[Free-text object descriptions]
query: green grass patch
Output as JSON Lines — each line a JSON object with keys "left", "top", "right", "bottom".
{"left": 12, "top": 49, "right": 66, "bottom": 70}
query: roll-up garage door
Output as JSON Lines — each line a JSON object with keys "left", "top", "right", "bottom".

| WHAT NEEDS TO BE DONE |
Please transcribe all of the records, keeping every line exactly as it is.

| TASK ANSWER |
query: green grass patch
Output as JSON Lines — each line a JSON object with keys "left", "top", "right", "bottom".
{"left": 12, "top": 49, "right": 66, "bottom": 70}
query: roll-up garage door
Output as JSON Lines — each line a JSON object with keys "left", "top", "right", "bottom".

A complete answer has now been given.